▸ **TASK GOAL**: Write out the following lines as a JSON list of strings, one string per line, leaving out blank lines and the pictures.

▸ **SOURCE DATA**:

=======

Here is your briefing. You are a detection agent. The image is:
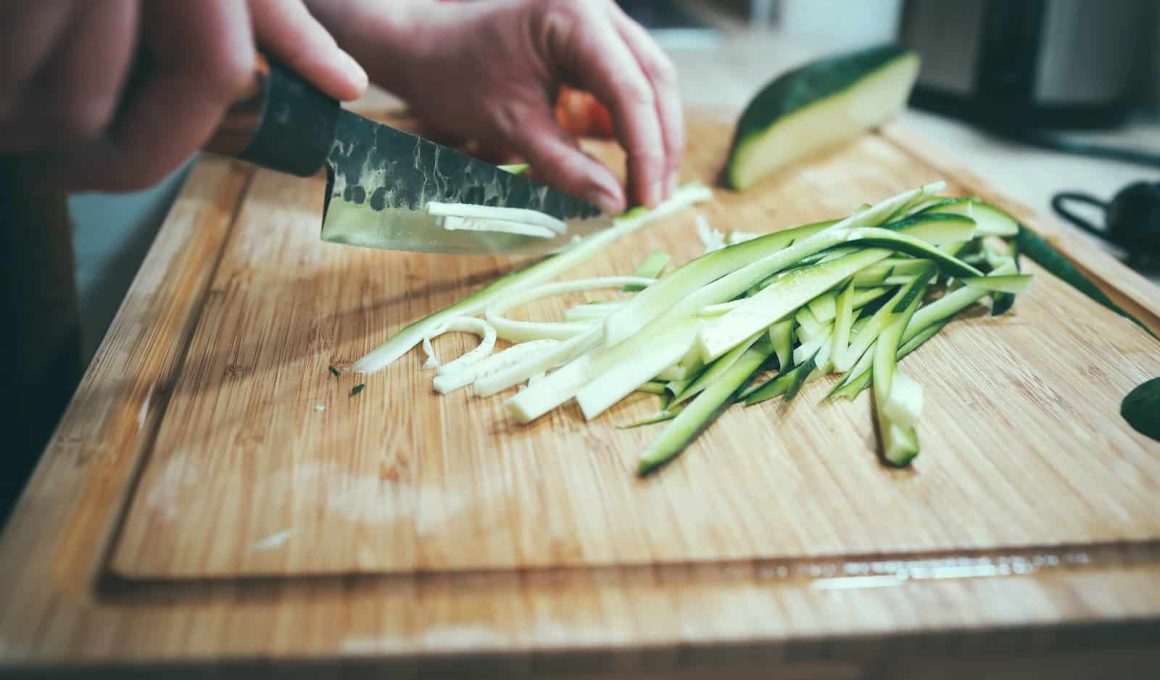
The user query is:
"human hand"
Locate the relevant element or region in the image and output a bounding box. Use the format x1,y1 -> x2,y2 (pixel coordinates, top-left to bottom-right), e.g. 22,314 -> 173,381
0,0 -> 367,190
312,0 -> 684,212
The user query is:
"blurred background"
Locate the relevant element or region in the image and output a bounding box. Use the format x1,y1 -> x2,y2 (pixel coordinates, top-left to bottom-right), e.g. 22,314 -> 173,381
0,0 -> 1160,516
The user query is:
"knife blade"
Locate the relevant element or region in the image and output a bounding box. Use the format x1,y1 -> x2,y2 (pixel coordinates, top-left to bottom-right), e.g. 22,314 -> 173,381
206,56 -> 611,254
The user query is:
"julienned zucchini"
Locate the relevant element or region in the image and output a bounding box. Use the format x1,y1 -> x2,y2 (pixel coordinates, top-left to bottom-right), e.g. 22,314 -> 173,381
725,45 -> 919,190
348,183 -> 1030,473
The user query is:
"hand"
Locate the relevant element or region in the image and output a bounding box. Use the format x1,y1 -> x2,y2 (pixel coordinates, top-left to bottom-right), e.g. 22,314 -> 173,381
0,0 -> 367,190
312,0 -> 684,212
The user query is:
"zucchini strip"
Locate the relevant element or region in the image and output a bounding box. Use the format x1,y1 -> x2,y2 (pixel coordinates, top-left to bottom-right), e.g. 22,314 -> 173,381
484,276 -> 655,342
621,251 -> 668,292
426,201 -> 568,236
604,182 -> 945,346
670,333 -> 761,406
432,340 -> 559,395
697,244 -> 891,361
350,182 -> 712,374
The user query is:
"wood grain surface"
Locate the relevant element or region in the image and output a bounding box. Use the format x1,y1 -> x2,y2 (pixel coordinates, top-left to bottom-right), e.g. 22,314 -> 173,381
0,112 -> 1160,678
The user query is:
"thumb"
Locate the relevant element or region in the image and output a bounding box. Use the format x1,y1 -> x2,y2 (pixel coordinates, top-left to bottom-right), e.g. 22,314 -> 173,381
505,103 -> 625,215
248,0 -> 367,101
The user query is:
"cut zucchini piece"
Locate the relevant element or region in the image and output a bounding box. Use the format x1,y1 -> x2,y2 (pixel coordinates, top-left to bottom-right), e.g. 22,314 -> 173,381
621,251 -> 668,292
637,342 -> 773,475
963,274 -> 1031,295
350,182 -> 712,372
726,45 -> 919,190
920,196 -> 1018,237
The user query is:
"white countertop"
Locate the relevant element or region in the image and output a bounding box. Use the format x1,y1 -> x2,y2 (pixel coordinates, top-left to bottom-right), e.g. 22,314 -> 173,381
658,29 -> 1160,283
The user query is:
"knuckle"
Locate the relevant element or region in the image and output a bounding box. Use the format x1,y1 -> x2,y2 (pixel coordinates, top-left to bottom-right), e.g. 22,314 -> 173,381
612,77 -> 657,110
203,52 -> 254,102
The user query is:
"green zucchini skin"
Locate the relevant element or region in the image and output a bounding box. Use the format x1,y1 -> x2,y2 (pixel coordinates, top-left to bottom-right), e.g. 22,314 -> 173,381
725,45 -> 919,190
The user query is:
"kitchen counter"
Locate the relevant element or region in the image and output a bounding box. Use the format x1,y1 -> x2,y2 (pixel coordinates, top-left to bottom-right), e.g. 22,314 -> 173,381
658,27 -> 1160,282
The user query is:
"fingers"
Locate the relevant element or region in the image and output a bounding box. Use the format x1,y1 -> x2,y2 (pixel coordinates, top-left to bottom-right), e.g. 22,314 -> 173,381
48,0 -> 255,190
564,2 -> 668,205
498,98 -> 625,215
249,0 -> 367,101
0,0 -> 136,153
614,6 -> 684,197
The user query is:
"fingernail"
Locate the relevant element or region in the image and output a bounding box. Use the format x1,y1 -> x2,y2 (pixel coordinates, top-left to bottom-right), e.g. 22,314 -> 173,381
340,51 -> 370,89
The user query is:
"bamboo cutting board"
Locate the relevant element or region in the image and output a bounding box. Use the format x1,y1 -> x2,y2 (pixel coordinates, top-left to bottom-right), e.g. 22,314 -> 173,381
0,111 -> 1160,679
113,114 -> 1160,579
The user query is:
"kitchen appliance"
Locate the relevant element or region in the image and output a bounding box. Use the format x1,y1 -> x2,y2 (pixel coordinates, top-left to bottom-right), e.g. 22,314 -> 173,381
901,0 -> 1158,129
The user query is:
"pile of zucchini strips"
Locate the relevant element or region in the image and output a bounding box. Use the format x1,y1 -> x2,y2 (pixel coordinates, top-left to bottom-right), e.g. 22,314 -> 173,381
350,182 -> 1030,475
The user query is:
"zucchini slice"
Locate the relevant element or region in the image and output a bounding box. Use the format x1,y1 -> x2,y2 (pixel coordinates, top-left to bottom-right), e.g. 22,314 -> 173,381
725,45 -> 919,190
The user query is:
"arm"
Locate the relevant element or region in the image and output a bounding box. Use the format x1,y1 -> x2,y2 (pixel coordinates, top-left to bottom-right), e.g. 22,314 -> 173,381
309,0 -> 684,212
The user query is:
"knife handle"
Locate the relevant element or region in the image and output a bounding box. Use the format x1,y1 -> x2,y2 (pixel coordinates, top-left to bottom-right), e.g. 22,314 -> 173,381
204,55 -> 340,176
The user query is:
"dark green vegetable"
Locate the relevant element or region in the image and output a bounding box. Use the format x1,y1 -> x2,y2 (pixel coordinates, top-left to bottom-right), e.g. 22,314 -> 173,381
1015,224 -> 1155,338
1119,378 -> 1160,441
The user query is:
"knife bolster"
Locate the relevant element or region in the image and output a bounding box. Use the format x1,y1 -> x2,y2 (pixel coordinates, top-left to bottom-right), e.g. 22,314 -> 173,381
205,55 -> 340,176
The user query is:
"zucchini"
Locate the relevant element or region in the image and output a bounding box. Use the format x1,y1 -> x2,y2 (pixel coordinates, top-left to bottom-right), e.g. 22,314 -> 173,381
871,277 -> 929,468
920,196 -> 1018,237
725,45 -> 919,190
621,251 -> 668,292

=======

▸ **TASK ANSWER**:
[
  "Here is your briefing. You are a detection agent. The image is:",
  "The user query is:",
  "\"human hand\"",
  "Locate the relevant element or region in the image and output a bounding box. Use the format x1,y1 -> x2,y2 (pixel coordinates, top-left to bottom-right), e.g. 22,314 -> 173,381",
  "0,0 -> 367,190",
  "312,0 -> 684,212",
  "The user query is:",
  "\"blurred background\"",
  "Locate the relevant element or region in the image and output a bounding box. Use the format x1,y1 -> x2,y2 (pixel coordinates, top-left to bottom-right), e.g. 22,314 -> 173,381",
  "0,0 -> 1160,516",
  "The user query is:",
  "\"knife blade\"",
  "Locate the relevant element or region in the image and output a bounding box. Use the format x1,y1 -> x2,y2 (pixel coordinates, top-left to bottom-right), e.g. 22,314 -> 173,381",
  "206,56 -> 611,254",
  "The user query is:",
  "\"julienned zucchini\"",
  "Locate the relevant element or region in the image and output a bounding box. Use the format x1,y1 -> x2,y2 (pixel coordinates, top-left to bottom-right), e.g. 22,314 -> 173,381",
  "725,45 -> 919,190",
  "348,183 -> 1030,473",
  "The user query is:",
  "\"hand\"",
  "Locate the relevant element or region in the image and output a bounding box. Use the format x1,y1 -> x2,y2 (pixel coordinates, top-left to bottom-right), e.g. 22,314 -> 173,381",
  "0,0 -> 367,190",
  "312,0 -> 684,212",
  "The user query is:",
  "\"zucchini strip\"",
  "Locate the relevant element or region in the image and output a bounding box. Use the format x1,y1 -> x2,y2 (pixel coordinates, top-left to bottom-right), e.g. 22,314 -> 173,381",
  "484,276 -> 655,342",
  "621,251 -> 668,292",
  "426,201 -> 568,236",
  "604,182 -> 945,346",
  "670,333 -> 761,406",
  "432,340 -> 559,395",
  "697,244 -> 891,361",
  "350,182 -> 712,374",
  "The user query is:",
  "\"wood grain surface\"",
  "Locate the relevant element or region in the image and output a bounding box. Use the format x1,y1 -> x2,y2 (pixel coordinates, top-left to bottom-right), e.g. 22,314 -> 173,381",
  "0,112 -> 1160,678",
  "The user query is:",
  "\"thumb\"",
  "Locate the relevant element or region in the image and output a bounding box. Use the format x1,y1 -> x2,y2 (pixel coordinates, top-left to bottom-right), e.g. 22,314 -> 173,381",
  "505,103 -> 625,215",
  "248,0 -> 367,101",
  "The user query is:",
  "\"cut zucchini piece\"",
  "Locate the relevant element or region in the image and output a bounding box. Use the format x1,y1 -> x2,y2 (pixel coordinates, top-left to bottom-right), e.g. 22,314 -> 173,381",
  "621,251 -> 668,292",
  "637,342 -> 773,475",
  "963,274 -> 1031,295",
  "350,182 -> 712,372",
  "726,45 -> 919,190",
  "920,196 -> 1018,237",
  "The user query is:",
  "\"white countertop\"",
  "Locate the relevant element or region in the image and output a bounding box. Use the format x1,y1 -> x2,y2 (pixel coordinates, top-left to bottom-right), e.g. 22,314 -> 173,381",
  "658,29 -> 1160,283",
  "The user query is:",
  "\"knuckle\"",
  "Locate the relevant element or region in the image and output a bounding box. Use the format x1,y1 -> x2,y2 (pixel coordinates, top-left to bottom-right), e.g. 22,314 -> 173,381",
  "612,77 -> 657,110",
  "203,52 -> 254,102",
  "The user query is:",
  "\"green zucchini skin\"",
  "Locate the relevant element or region in the image and output a bounding box. Use the format x1,y1 -> x2,y2 (pixel coordinates, top-left to bottom-right), e.g. 22,314 -> 173,381",
  "725,45 -> 919,190",
  "The user query is:",
  "\"kitchen counter\"",
  "Locate the relevant element or region in the image and output a bounding box. Use the format x1,y1 -> x2,y2 (pixel coordinates, top-left to bottom-right), e.g. 22,314 -> 173,381",
  "658,27 -> 1160,282",
  "The user query is:",
  "\"fingers\"",
  "Locate the relevant element or region in the image and output a bounding box. Use the format x1,y1 -> x2,y2 (pixel coordinates, top-left to bottom-right), e.g. 22,314 -> 173,381",
  "48,0 -> 255,190",
  "564,2 -> 668,205",
  "498,98 -> 625,215",
  "249,0 -> 367,101",
  "0,0 -> 136,153",
  "614,6 -> 684,197",
  "The user query is:",
  "\"fingernail\"",
  "Locate the relevant element or region in the image and output a bounding box. Use the format x1,y1 -> x2,y2 (pixel coordinates, top-left to bottom-right), e.g. 22,314 -> 173,381",
  "340,51 -> 370,89",
  "The user query is:",
  "\"bamboo cutting board\"",
  "Locate the relevant element or region in the image and output a bounding box. Use the format x1,y1 -> x2,y2 (pixel coordinates, top-left to bottom-right), e.g. 22,314 -> 173,381",
  "0,111 -> 1160,679",
  "113,114 -> 1160,579",
  "The user query is:",
  "\"kitchen appliance\"",
  "Locate the relevant element or region in the image and output a bounding box. Use the format x1,y1 -> x2,y2 (pixel coordinates, top-left to bottom-right), e.g. 22,314 -> 173,381",
  "901,0 -> 1158,129",
  "The user query is:",
  "\"pile of zucchini strips\"",
  "Locate the relevant element or region in the image and output a bounding box. Use the format x1,y1 -> x2,y2 (pixel coordinates, top-left to bottom-right), e.g. 22,314 -> 173,381",
  "350,182 -> 1030,475",
  "The user query is:",
  "\"zucchini slice\"",
  "Locate the relevant element or region in the image and output a bounding box. Use the format x1,y1 -> x2,y2 (pixel coordinates, top-left to bottom-right), e.g. 22,314 -> 173,381",
  "725,45 -> 919,190",
  "The user query is:",
  "\"arm\"",
  "Locate the relevant element or region in the image and output a bounding box. Use the format x1,y1 -> x2,y2 (pixel coordinates, top-left to bottom-right), e.g. 22,314 -> 173,381",
  "309,0 -> 684,212",
  "The user query is:",
  "\"knife handle\"",
  "Locate the relevant element or region in the image and output a bounding box. Use the format x1,y1 -> x2,y2 (pixel coordinates, top-left to bottom-right), e.g. 22,314 -> 173,381",
  "204,55 -> 340,176",
  "The user query is:",
  "\"dark green vegetable\"",
  "Locate the relevant element or region in the image and output a bounding box. Use the format x1,y1 -> x2,y2 (pixel coordinates, top-left to bottom-right), e.g. 22,314 -> 173,381",
  "1015,224 -> 1155,338",
  "1119,378 -> 1160,441",
  "The user query is:",
  "\"knife bolster\"",
  "Locate the relevant element or region in the image and output a bounding box. Use the format x1,y1 -> x2,y2 (pixel coordinates, top-left to bottom-right), e.g. 22,314 -> 173,381",
  "205,55 -> 340,176",
  "The user query is:",
  "\"zucchini\"",
  "Locate the relevant element or region in the image and output a bounding box. Use the format x1,y1 -> x2,y2 (pixel coordinates, top-left to bottom-right), e.g. 22,314 -> 173,381",
  "871,277 -> 929,468",
  "920,196 -> 1018,237",
  "725,45 -> 919,190",
  "621,251 -> 668,292"
]